Using the information:
1) In the passage on after-tax 401(k) plans, what is the name for the setup that moves money to the Roth account immediately after it comes out of the paycheck?
2) Translate this sentence from the passage on after-tax 401(k) plans into Spanish: "Once the money is in the Roth account, the money can then grow tax-free."
3) Decide whether each statement agrees with the passage on after-tax 401(k) plans. Answer yes or no, and quote the words from the passage that decide it.
(a) Every employer allows after-tax 401(k) money to move to a Roth account immediately after it leaves the paycheck.
(b) The IRS has issued official guidance on calculating taxes for the Mega Backdoor Roth.
(c) Money in an after-tax 401(k) can be withdrawn into a Roth IRA.

Exercise passage:
▶

So why might you consider an after-tax 401(k) at all? As it turns out, money in an after-tax 401(k) can be withdrawn into a Roth account (Roth 401(k) or Roth IRA). Once the money is in the Roth account, the money can then grow tax-free. With some employers, you can set up your after-tax 401(k) to immediately move the money to the Roth account after coming out of your paycheck. This is called an Automated In-plan Roth Conversion. With other employers, you must wait until you leave the employer to withdraw the money into a Roth account.

This strategy of moving after-tax money through an after-tax 401(k) into a Roth account is often called the Mega Backdoor Roth. While the term “backdoor” makes it sound sneaky, there’s nothing sneaky about it; the IRS is fully aware that this strategy exists and has provided official guidance on how to appropriately calculate taxes for it.

◀

Stored records:

▶

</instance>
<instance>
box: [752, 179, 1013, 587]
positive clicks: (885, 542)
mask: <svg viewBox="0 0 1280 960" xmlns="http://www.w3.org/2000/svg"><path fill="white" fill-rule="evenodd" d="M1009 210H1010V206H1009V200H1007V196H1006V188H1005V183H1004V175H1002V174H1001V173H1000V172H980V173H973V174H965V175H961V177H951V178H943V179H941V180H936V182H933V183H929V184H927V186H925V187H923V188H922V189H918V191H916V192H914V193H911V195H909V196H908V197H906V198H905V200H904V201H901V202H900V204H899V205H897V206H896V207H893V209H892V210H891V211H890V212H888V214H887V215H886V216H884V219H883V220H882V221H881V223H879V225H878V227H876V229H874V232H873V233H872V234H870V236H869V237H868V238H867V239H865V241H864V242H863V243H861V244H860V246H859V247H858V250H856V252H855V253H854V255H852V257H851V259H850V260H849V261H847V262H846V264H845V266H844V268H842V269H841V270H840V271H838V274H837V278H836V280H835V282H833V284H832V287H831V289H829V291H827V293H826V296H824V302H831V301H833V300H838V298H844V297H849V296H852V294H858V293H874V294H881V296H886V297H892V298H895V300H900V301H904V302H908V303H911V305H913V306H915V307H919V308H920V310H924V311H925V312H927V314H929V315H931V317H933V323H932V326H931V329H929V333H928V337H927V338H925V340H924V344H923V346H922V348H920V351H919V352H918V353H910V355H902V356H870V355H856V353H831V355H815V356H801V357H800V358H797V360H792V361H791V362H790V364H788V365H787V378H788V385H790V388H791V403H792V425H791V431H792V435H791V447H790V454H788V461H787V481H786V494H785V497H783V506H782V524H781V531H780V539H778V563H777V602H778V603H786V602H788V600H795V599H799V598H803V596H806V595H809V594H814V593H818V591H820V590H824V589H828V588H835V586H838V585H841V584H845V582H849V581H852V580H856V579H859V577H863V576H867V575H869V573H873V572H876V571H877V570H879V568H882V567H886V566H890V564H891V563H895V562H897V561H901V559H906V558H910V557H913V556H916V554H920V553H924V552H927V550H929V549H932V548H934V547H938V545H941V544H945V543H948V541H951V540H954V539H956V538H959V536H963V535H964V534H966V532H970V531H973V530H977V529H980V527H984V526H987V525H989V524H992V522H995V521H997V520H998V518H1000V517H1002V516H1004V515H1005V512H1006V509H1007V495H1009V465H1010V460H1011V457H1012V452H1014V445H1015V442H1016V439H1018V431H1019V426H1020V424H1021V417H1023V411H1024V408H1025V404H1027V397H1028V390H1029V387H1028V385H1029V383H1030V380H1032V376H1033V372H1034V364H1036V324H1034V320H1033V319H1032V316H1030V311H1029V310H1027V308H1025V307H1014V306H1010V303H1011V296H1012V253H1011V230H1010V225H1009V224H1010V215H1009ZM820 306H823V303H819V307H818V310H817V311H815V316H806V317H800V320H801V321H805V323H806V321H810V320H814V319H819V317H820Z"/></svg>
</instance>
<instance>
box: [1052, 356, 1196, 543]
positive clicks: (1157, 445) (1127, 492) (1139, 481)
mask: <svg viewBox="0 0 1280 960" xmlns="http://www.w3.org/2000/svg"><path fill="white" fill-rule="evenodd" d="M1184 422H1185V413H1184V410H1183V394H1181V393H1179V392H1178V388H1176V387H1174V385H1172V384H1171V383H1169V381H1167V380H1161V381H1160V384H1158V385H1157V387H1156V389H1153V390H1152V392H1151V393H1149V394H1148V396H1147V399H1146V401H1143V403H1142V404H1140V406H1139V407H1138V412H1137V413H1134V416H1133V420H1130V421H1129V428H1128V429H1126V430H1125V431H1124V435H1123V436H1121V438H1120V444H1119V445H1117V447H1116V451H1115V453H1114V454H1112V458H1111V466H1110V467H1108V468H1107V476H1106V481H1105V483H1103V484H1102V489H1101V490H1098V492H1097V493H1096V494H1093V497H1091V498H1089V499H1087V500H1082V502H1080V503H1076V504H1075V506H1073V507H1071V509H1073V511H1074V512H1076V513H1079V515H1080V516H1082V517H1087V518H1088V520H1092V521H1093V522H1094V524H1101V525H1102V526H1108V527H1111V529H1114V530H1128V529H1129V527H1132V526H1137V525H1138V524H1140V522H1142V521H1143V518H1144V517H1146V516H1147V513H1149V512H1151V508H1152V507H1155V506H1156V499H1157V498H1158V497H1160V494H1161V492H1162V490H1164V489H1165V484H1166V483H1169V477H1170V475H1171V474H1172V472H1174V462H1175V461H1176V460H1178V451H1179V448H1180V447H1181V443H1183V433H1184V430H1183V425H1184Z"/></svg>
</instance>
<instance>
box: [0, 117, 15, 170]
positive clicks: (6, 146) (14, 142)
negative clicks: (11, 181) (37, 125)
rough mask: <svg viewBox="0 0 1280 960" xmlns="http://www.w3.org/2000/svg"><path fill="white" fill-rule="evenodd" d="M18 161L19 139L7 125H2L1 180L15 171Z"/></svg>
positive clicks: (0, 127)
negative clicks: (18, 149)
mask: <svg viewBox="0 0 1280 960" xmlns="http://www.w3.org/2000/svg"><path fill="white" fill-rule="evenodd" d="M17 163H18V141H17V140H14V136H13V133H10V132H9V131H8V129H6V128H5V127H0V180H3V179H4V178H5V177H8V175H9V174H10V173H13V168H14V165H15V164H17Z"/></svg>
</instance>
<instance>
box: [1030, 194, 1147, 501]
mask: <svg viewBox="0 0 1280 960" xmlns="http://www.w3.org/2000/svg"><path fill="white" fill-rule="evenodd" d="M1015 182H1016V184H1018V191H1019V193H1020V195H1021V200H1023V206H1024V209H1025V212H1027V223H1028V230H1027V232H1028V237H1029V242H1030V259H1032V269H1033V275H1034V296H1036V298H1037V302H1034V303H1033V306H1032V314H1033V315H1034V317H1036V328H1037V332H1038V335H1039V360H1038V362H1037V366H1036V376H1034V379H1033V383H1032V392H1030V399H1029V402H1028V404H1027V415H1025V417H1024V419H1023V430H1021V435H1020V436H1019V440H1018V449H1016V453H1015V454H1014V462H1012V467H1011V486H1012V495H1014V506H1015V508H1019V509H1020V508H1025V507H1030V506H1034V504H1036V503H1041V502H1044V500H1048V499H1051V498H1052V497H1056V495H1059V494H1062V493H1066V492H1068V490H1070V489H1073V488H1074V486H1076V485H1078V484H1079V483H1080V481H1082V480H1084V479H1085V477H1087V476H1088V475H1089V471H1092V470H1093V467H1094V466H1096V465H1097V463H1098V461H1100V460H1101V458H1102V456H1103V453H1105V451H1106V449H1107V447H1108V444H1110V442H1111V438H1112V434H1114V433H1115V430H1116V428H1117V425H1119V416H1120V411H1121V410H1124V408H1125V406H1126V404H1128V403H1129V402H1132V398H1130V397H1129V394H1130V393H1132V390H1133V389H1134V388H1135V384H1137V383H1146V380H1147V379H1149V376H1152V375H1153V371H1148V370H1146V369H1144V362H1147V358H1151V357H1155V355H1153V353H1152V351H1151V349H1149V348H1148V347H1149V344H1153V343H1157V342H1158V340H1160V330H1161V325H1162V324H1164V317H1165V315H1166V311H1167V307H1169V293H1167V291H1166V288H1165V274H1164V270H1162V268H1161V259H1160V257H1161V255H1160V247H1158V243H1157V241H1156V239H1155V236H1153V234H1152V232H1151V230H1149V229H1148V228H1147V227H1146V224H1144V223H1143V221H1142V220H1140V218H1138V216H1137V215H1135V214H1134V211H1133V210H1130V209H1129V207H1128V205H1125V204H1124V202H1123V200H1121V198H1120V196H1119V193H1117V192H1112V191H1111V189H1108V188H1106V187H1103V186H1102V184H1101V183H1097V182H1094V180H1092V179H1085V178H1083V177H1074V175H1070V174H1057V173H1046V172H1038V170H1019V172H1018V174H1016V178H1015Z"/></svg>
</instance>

◀
▶

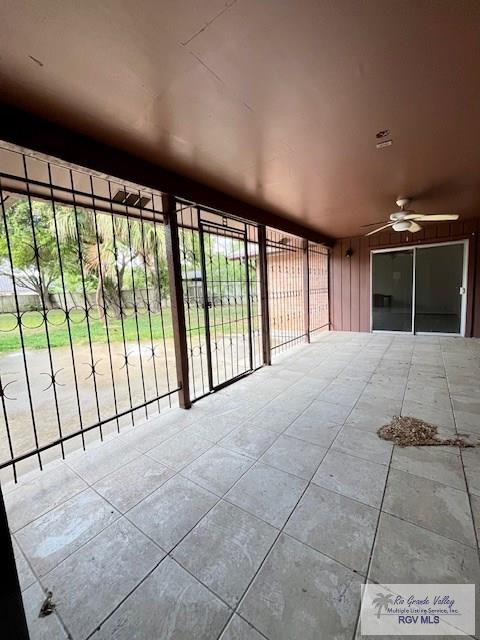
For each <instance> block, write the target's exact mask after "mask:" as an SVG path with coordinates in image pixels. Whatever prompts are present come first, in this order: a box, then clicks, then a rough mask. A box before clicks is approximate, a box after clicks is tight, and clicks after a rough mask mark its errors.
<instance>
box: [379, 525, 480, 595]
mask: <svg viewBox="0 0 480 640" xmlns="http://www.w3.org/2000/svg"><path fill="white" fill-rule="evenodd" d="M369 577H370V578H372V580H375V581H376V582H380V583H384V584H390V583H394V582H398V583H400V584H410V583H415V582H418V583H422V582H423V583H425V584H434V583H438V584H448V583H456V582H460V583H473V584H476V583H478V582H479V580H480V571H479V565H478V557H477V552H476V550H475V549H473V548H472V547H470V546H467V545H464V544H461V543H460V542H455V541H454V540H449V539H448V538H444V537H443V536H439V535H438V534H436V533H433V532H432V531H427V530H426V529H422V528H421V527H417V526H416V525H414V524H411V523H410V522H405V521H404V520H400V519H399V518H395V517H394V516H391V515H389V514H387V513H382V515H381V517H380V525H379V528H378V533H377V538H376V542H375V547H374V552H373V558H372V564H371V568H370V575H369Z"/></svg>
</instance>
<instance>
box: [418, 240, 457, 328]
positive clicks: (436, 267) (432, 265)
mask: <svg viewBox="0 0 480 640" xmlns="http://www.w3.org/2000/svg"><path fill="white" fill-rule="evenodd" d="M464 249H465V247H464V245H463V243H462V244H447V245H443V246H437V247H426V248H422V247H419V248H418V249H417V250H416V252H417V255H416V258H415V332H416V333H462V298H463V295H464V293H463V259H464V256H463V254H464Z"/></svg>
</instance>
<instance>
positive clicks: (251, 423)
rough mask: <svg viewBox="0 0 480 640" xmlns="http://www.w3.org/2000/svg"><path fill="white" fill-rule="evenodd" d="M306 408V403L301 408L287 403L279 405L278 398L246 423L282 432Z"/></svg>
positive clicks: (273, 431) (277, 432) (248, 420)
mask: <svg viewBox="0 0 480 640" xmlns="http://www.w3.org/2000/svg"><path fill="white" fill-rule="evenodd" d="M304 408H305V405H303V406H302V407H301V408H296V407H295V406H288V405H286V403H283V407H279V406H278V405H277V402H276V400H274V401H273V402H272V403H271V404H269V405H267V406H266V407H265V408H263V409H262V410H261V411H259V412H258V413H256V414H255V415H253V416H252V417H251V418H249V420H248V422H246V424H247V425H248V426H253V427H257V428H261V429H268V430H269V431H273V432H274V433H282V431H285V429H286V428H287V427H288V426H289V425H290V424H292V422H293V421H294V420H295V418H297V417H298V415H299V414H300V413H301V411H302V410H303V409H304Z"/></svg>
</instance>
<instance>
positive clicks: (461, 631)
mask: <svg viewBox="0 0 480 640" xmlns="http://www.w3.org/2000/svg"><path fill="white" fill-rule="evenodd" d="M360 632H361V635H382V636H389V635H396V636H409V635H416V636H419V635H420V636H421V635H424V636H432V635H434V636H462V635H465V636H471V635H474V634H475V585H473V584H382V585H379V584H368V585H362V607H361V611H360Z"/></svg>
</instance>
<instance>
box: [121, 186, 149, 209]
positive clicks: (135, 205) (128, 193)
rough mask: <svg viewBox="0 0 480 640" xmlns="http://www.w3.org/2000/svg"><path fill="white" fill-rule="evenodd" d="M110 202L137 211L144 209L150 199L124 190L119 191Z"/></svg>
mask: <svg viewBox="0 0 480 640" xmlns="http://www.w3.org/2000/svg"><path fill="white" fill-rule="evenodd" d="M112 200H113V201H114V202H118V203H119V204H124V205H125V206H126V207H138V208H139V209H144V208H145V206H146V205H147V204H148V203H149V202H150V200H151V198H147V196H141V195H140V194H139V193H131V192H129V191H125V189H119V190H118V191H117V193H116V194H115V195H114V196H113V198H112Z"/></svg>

◀

Your written answers:
1) An Automated In-plan Roth Conversion.

2) Una vez que el dinero está en la cuenta Roth, el dinero puede crecer libre de impuestos.

3)
(a) No: "With other employers, you must wait until you leave the employer to withdraw the money into a Roth account."
(b) Yes: "the IRS is fully aware that this strategy exists and has provided official guidance on how to appropriately calculate taxes for it."
(c) Yes: "money in an after-tax 401(k) can be withdrawn into a Roth account (Roth 401(k) or Roth IRA)."